* Bagian Dokumen *
===

Harapan untuk Kurikulum Baru
Oleh Paul Suparno
Menteri
Pendidikan dan Kebudayaan Mohammad Nuh mengungkapkan bahwa akan ada perubahan
kurikulum. Kurikulum Tingkat Satuan Pendidikan yang kini sedang
berlangsung—meski baik—dianggap kurang cocok dengan zamannya, maka perlu
diperbarui (Kompas, 5/9).
Apa yang
diharapkan dari kurikulum baru? Kurikulum baru idealnya memperhatikan minimal
konteks anak zaman yang mau dibantu, kritik pendidikan yang banyak muncul
terhadap Kurikulum Tingkat Satuan Pendidikan (KTSP) saat ini, dan kebutuhan
bangsa ke depan.
Konteks anak
zaman
Anak
sekarang termasuk anak generasi Z (generation net). Mereka kebanyakan sudah
terbiasa berkomunikasi menggunakan internet, Facebook, Twitter, Blackberry.
Mereka hidup dalam budaya serba cepat sehingga tak tahan dengan hal-hal yang
lambat. Mereka anak-anak budaya instan yang serba ingin berhasil dalam waktu
cepat dan kalau bisa tanpa usaha keras.
Anak-anak
ini butuh model pendekatan dan model belajar yang berbeda. Mereka sudah
terbiasa dengan internet, maka model pembelajaran harus menggunakan teknologi
modern itu. Kalau tidak, mereka akan bosan.
Mereka sudah
sering mengerjakan berbagai persoalan dalam satu waktu. Kalau mereka
mengerjakan PR, mereka sekaligus juga membuka laman lain, sambil masih bicara
dengan teman lewat HP dan chatting dengan teman lain lagi lewat Facebook.
Perhatiannya
biasa terpecah dalam berbagai hal. Dalam mempelajari suatu bahan mereka tak mau
urut, kadang dari belakang, kadang dari tengah, kadang dari muka. Ini berarti
model pendekatan linear sudah kurang tepat bagi mereka. Perlu dicarikan
model-model yang berbeda.

===

* Baris Data *
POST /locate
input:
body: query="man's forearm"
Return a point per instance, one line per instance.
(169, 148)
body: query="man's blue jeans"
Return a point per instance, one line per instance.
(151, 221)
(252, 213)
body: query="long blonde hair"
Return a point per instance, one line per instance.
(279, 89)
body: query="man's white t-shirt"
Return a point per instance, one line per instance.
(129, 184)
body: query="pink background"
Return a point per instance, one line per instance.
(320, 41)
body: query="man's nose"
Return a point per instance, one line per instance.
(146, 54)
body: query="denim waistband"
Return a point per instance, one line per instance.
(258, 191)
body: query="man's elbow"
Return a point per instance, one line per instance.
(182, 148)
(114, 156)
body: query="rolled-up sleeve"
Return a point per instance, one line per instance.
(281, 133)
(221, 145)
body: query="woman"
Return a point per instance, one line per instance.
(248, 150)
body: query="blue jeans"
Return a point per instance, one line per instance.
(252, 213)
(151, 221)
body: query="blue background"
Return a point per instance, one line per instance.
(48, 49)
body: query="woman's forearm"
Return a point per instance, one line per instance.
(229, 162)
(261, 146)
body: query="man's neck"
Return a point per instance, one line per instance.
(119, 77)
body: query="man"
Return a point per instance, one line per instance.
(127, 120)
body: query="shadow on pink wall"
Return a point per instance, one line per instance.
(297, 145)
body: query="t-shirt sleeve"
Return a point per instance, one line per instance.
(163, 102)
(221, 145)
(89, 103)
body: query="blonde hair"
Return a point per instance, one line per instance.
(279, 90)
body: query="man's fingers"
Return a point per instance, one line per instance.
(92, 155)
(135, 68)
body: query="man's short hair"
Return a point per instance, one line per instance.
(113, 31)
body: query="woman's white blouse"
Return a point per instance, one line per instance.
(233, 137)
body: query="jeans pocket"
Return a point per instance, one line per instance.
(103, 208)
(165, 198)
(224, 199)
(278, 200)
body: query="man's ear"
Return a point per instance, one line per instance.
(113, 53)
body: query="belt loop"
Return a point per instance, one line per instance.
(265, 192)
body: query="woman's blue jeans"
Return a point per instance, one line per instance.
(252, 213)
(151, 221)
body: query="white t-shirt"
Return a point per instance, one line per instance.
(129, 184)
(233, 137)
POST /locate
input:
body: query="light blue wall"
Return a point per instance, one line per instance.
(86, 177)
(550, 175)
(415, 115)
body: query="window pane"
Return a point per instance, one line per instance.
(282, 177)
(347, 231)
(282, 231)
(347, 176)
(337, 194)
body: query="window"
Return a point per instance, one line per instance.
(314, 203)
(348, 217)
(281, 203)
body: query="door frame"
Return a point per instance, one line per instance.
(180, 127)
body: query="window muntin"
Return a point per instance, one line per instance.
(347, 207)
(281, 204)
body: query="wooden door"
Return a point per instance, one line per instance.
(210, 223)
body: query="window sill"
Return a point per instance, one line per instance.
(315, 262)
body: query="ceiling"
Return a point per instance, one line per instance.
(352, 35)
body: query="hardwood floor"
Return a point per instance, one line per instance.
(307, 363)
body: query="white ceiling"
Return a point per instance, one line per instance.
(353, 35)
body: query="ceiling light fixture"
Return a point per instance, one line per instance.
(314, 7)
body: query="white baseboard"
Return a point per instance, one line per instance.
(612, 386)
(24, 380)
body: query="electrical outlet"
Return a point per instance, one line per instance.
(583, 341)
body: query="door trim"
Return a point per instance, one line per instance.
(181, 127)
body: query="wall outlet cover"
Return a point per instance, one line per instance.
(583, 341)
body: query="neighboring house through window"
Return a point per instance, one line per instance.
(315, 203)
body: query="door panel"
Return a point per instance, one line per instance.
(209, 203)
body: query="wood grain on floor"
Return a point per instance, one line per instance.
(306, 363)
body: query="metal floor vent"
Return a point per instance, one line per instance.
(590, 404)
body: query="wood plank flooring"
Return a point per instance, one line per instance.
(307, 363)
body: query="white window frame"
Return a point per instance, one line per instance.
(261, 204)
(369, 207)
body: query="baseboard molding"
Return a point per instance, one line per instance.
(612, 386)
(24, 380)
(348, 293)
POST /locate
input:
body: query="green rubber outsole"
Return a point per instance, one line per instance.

===

* Langkah Pengerjaan *
1. Salinlah bagian teks tentang kurikulum baru mulai dari "Perhatiannya" sampai dengan "model-model yang berbeda.".
2. Jawablah pertanyaan berikut berdasarkan teks tentang kurikulum baru.
(a) Siapa nama Menteri Pendidikan dan Kebudayaan yang mengungkapkan akan adanya perubahan kurikulum?
(b) Anak sekarang termasuk anak generasi apa?
(c) Model pendekatan apa yang dinyatakan sudah kurang tepat bagi anak-anak tersebut?
3. Sebutkan semua hal yang menurut teks tentang kurikulum baru idealnya diperhatikan minimal oleh kurikulum baru.

* Jawaban Soal *
1.
Perhatiannya
biasa terpecah dalam berbagai hal. Dalam mempelajari suatu bahan mereka tak mau
urut, kadang dari belakang, kadang dari tengah, kadang dari muka. Ini berarti
model pendekatan linear sudah kurang tepat bagi mereka. Perlu dicarikan
model-model yang berbeda.

2.
(a) Mohammad Nuh
(b) Generasi Z (generation net)
(c) Model pendekatan linear

3.
- Konteks anak zaman yang mau dibantu
- Kritik pendidikan yang banyak muncul terhadap Kurikulum Tingkat Satuan Pendidikan (KTSP) saat ini
- Kebutuhan bangsa ke depan